__WRITTEN INSTRUCTION A__
In the rows below, update the stretch from the line containing "instances of chrome" through the end of the rows by replacing "drain pipe" with "waste pipe", leaving everything else unchanged. Return only that stretch.

__TEXT PASSAGE__

Write her a letter telling her you feel that she might be having an affair and that you both have to arrange an interruption free time to discuss it. Bring the issue out in the open and then immediately sign up for short term crisis counseling. Most couples cannot reconcile an affair on their own. Your situation seems to be solvable as`` this seems a first for her and she seems regretful


----------



## brokenfool (Sep 23, 2011)

update,
I confronted her on Sunday night by asking if we could all go out for drinks together since I have never met our friend and polititly asked her to call. She refused, saying it was too late in the evening. The next day she told me that I could meet her "friend (OM)" if they could find a sitter. I simply asked her to call her again and arrange for drinks. Again, she refused and said I have set up a meeting so we are good. I then said to her "I want make sure I undertand, I asked you to call her in my presence and both times you refused". She said, "you can look at it like that". I then walked away. I have written a draft letter to her, which I will run by my IC, but also wanted your opinion. Here goes.

WW,
We are having a tough time. Both of us are afraid and alone and we both have made our mistakes. On my end, I did not give you the time and energy you deserve nor did I attend to your needs in times of sickness . For that I am genuinely sorry and wish that I could take it all back. I never intended to hurt you. I hope that you see that I am making those changes. I am not perfect, but I am trying. 
On your end, your relationship with OM, while unintentional, was extremely hurtful. I am still trying to get my arms around it. You shared with him, things that were not to be shared or to be shared with me, and I feel betrayed and deceived. It took me many months to gain the strength and courage to confront you on my discomfort with that relationship. When I did, I did it poorly.
Right now I am very uncomfortable with you relationship with “insert girl name here”. I know the following:
1)	She is clearly a friend based on the number of phone calls and texts that you send to each other
2)	I have never met “her”
3)	You received three calls from her the night and morning the boys spent with your mother when I was away. One at 8pm, one at 3:51am, one at 7:29am and then a bunch during the day on Sunday totaling an hour and a half.
4)	I have called that number several times over the last couple of months and never once has a female voice answered the phone. The voicemail is that of a male as well
5)	I have repeatedly asked you to call her and ask her for drinks in my presence and each time you refuse. Yet when I ask you to call "actual married friend" to solidify our plans with her, you do it instantly.
While each one of these things can be explained by themselves, they cannot be explained together.
I do not know if “girl name (OM)” is OM or someone different, but I am concerned and hurting. I believe I am being deceived. I do not know what to think, so I am thinking the worst. The emotional and physical pain I feel is immense. Please stop your selfish ways and release me from my pain so that I can move forward. I know it will be difficult for you, and you think that you are protecting me, but you are not. I am bleeding a slow death and I do not wish to continue to do so. I will not wait forever for the truth.

__WRITTEN INSTRUCTION B__
Repeat, word for word, the stretch of the forum post above from "I do not know if" through "for the truth.".

__RECORDS TO PROCESS__
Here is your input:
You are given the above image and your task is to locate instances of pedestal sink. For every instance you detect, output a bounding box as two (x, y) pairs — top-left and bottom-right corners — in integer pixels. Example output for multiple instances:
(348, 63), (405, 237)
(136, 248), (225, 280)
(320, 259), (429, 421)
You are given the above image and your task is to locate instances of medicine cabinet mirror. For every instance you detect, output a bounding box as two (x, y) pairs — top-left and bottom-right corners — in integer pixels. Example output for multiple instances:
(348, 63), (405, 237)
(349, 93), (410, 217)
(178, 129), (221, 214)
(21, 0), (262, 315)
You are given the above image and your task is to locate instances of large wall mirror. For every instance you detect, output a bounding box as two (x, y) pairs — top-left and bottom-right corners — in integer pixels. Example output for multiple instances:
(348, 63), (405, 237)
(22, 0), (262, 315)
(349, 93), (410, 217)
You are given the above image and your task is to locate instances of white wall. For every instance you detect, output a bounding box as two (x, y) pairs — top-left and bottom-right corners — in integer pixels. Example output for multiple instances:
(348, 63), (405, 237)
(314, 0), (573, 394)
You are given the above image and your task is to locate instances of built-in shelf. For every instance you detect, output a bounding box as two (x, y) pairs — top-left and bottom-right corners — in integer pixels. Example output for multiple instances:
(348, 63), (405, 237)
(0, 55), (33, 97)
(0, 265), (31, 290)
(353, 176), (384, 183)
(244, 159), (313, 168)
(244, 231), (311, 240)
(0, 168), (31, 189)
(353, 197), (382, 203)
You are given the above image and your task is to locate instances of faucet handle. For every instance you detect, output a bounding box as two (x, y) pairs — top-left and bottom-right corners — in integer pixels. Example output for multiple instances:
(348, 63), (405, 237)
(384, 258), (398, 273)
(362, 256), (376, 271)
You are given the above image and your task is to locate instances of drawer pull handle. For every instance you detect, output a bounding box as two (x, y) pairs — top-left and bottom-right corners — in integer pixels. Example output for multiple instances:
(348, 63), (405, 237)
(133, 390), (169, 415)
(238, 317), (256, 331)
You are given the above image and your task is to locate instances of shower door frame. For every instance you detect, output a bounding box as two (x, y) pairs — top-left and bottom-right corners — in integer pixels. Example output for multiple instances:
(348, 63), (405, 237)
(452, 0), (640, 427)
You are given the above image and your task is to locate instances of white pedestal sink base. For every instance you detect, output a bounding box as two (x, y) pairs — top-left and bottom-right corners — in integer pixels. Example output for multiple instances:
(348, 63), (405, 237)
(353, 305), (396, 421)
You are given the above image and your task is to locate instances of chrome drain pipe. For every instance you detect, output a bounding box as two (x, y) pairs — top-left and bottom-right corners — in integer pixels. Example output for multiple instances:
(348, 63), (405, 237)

__CORRECT OUTPUT A__
You are given the above image and your task is to locate instances of chrome waste pipe. For every instance you detect, output a bounding box as two (x, y) pairs — top-left and bottom-right corners — in integer pixels. Example output for multiple instances:
(348, 63), (405, 237)

__CORRECT OUTPUT B__
I do not know if “girl name (OM)” is OM or someone different, but I am concerned and hurting. I believe I am being deceived. I do not know what to think, so I am thinking the worst. The emotional and physical pain I feel is immense. Please stop your selfish ways and release me from my pain so that I can move forward. I know it will be difficult for you, and you think that you are protecting me, but you are not. I am bleeding a slow death and I do not wish to continue to do so. I will not wait forever for the truth.